-- Start Given data --
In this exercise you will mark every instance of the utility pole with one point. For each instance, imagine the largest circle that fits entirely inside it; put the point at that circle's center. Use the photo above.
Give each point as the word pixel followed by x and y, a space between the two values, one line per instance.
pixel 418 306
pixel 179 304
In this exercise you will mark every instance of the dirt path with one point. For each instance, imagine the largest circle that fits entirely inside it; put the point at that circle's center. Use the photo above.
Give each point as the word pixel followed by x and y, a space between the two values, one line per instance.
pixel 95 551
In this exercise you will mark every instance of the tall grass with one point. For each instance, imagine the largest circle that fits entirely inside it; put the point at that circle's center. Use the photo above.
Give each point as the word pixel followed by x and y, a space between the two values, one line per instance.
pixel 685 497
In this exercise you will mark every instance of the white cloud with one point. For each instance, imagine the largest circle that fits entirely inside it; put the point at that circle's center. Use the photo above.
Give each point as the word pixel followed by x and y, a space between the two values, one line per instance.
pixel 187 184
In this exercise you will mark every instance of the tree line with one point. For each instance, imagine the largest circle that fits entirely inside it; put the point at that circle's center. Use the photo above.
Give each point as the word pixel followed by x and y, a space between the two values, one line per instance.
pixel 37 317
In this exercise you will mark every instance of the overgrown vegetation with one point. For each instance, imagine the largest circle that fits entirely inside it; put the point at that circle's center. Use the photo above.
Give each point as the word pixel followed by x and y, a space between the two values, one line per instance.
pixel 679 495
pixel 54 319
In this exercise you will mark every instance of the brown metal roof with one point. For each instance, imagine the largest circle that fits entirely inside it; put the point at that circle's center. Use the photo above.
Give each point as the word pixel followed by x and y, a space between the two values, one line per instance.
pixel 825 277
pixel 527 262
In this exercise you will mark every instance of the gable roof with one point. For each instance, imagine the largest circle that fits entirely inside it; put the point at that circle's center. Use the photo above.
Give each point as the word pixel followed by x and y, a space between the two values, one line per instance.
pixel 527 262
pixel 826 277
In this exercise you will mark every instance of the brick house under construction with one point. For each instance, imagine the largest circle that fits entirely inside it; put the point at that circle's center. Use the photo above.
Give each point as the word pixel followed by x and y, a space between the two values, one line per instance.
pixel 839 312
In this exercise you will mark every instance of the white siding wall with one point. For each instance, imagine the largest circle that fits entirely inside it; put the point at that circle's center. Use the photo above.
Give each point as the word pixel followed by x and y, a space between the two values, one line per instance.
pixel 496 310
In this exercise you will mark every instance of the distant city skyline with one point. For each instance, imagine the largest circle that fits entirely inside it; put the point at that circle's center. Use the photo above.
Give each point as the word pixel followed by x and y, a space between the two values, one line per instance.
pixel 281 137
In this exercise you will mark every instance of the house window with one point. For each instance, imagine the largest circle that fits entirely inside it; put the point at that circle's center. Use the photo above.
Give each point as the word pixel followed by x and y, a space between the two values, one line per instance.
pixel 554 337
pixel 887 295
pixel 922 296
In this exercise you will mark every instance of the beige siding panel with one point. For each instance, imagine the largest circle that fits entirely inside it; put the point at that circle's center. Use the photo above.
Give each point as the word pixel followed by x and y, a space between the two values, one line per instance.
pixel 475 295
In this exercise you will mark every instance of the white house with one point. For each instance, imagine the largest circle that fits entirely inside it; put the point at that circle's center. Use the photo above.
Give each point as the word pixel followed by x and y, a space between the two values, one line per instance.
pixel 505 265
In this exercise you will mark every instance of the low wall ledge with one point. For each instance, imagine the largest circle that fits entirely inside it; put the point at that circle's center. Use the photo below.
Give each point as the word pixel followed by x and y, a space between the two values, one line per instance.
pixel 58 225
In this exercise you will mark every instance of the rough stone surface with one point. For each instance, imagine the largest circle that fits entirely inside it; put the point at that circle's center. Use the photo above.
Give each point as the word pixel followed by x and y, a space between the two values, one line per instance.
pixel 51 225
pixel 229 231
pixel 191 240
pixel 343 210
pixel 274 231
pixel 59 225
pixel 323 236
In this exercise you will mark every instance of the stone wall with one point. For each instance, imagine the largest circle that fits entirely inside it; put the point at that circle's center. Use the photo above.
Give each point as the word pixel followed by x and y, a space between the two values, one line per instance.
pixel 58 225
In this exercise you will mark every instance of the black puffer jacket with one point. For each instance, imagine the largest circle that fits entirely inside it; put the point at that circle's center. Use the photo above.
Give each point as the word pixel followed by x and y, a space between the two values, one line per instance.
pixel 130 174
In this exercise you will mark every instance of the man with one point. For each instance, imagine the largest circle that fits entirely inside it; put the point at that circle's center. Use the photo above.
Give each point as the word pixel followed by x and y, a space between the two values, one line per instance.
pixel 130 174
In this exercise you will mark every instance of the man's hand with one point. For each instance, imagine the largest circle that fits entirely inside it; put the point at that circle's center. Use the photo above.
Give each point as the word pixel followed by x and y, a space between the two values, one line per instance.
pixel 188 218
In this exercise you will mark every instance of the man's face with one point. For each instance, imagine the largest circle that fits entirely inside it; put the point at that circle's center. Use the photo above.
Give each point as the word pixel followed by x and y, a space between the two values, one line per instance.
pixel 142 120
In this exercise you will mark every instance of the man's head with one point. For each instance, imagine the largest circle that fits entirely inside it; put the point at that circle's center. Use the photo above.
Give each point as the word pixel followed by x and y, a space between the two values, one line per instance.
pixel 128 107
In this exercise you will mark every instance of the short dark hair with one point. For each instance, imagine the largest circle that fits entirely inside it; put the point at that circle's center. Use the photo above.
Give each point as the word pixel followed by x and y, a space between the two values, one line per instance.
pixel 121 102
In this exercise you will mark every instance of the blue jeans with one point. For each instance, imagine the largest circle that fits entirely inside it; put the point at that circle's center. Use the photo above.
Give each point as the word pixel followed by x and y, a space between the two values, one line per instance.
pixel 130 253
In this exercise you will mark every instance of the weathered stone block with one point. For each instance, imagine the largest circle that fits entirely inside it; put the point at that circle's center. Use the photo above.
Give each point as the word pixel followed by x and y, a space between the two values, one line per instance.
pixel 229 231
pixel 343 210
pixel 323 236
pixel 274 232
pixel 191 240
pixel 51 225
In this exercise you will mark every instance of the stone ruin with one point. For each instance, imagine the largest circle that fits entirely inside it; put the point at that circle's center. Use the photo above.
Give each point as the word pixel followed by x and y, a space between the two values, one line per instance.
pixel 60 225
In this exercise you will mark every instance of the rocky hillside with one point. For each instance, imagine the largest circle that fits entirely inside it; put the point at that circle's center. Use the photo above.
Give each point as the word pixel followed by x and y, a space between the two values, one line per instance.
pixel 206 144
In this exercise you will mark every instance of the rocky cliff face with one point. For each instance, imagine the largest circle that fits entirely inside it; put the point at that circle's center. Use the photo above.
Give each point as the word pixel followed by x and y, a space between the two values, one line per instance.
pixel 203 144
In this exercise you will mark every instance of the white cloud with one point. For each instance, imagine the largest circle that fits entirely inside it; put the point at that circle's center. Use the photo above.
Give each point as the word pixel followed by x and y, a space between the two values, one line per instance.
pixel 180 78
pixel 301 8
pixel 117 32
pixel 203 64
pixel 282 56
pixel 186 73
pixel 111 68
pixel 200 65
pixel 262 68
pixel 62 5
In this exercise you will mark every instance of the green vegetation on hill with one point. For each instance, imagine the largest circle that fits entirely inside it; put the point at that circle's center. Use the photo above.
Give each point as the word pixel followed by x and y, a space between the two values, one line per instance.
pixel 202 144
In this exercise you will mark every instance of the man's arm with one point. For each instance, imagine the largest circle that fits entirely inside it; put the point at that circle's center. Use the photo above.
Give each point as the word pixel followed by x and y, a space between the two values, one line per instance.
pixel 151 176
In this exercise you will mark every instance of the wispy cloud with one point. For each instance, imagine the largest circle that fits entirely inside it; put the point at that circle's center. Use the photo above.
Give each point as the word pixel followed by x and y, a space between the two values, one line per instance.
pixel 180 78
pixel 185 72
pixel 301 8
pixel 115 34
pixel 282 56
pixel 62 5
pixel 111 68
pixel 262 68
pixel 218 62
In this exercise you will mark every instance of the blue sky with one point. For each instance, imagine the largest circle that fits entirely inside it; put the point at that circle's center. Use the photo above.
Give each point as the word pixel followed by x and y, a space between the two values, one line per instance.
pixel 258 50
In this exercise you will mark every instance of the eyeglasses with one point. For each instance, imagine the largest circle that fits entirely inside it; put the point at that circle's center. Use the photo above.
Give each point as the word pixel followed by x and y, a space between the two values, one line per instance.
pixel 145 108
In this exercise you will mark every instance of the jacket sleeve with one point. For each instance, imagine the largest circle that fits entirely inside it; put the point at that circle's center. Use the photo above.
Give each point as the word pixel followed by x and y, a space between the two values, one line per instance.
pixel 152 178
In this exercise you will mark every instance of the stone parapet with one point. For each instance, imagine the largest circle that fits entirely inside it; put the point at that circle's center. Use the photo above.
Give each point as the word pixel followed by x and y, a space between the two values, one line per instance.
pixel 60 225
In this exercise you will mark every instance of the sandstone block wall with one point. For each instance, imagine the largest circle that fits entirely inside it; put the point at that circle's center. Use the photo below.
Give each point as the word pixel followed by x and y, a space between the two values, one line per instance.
-- End Given data --
Copy out the lines of the listing word for word, starting with the line containing "In this exercise you will mark every instance of the green" and ending with the line containing "pixel 202 144", with both of those lines included.

Expected answer |
In this exercise you will mark every instance of the green vegetation on hill with one point. For each instance, imagine the largest circle that fits entirely inside it; put the point at that circle's center. Use the photo above.
Give each point as the word pixel followed by x and y, a space between the two values, one line per instance.
pixel 202 144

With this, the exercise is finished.